#### Activity:
Find the line with "positive clicks: (146, 661)" and the line with "positive clicks: (281, 1205) (183, 1232)" in the entries below; output exactly those two lines, every line between them, and no others.

[Working data Boundary: Start]

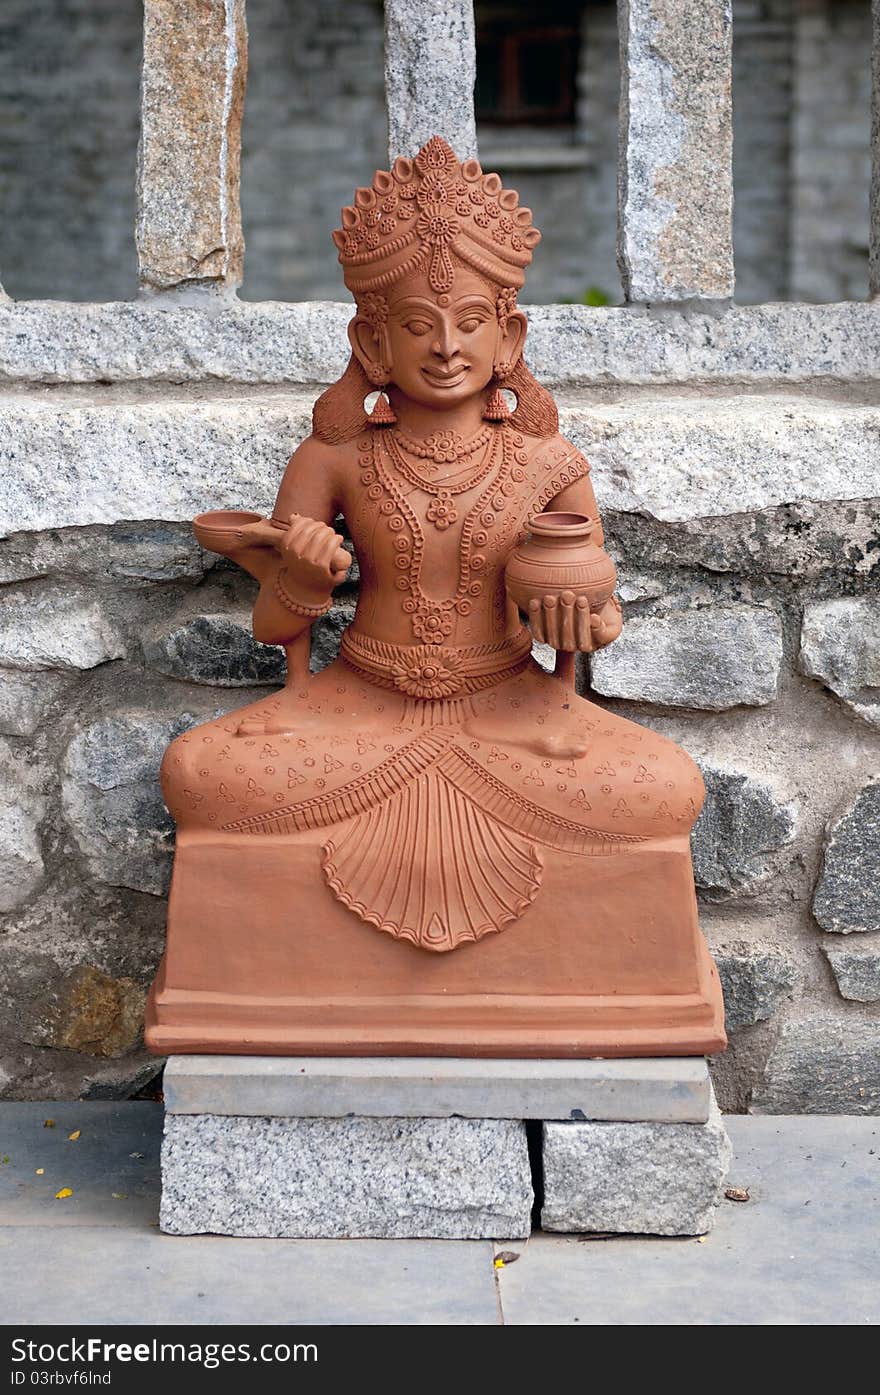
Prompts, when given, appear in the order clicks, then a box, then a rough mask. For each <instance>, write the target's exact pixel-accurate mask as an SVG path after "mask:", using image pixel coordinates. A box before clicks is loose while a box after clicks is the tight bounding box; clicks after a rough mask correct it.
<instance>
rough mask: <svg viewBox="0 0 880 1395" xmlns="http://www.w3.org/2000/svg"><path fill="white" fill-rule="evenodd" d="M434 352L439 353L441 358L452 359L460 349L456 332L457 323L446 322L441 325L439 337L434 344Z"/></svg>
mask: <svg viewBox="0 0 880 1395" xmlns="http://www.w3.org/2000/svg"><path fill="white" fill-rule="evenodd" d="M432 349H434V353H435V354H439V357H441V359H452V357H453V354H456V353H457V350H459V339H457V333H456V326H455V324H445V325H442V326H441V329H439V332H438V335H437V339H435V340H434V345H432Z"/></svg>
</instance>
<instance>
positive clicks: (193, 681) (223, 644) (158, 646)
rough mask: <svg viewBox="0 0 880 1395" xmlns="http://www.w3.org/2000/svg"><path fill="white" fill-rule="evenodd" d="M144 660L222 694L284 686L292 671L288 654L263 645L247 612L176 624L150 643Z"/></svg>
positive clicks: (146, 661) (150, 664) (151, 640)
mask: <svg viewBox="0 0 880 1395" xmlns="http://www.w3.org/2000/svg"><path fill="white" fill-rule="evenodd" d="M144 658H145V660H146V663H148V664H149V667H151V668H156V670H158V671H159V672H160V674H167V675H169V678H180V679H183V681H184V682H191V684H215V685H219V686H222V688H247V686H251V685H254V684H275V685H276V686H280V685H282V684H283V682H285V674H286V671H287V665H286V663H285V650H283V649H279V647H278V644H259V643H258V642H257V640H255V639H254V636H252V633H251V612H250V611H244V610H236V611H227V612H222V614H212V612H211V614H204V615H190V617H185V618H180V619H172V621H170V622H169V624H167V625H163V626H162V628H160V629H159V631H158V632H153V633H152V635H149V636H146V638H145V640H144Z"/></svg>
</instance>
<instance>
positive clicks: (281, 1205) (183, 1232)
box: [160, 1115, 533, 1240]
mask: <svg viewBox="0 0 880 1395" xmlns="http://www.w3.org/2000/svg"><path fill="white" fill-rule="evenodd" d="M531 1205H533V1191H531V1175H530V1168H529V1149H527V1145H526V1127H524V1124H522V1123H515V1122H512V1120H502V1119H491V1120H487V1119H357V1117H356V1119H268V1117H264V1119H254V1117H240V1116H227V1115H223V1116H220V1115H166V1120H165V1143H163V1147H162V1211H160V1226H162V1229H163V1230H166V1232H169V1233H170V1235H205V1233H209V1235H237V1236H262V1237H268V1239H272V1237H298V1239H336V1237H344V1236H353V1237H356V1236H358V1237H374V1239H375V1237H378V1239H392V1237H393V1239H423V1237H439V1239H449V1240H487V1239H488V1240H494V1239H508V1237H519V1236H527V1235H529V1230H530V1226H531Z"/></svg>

[Working data Boundary: End]

#### Solution to the problem:
positive clicks: (146, 661) (150, 664) (151, 640)
mask: <svg viewBox="0 0 880 1395" xmlns="http://www.w3.org/2000/svg"><path fill="white" fill-rule="evenodd" d="M144 658H145V660H146V663H148V664H149V667H151V668H156V670H158V671H159V672H160V674H167V675H169V678H180V679H183V681H184V682H191V684H215V685H219V686H222V688H247V686H251V685H254V684H275V685H276V686H280V685H282V684H283V682H285V674H286V671H287V665H286V663H285V650H283V649H279V647H278V644H259V643H258V642H257V640H255V639H254V636H252V633H251V612H250V611H244V610H236V611H227V612H222V614H212V612H211V614H204V615H190V617H185V618H180V619H172V621H170V622H169V624H167V625H163V626H162V628H160V629H159V631H158V632H153V633H152V635H149V636H146V638H145V640H144Z"/></svg>
</instance>
<instance>
positive clicks: (281, 1205) (183, 1232)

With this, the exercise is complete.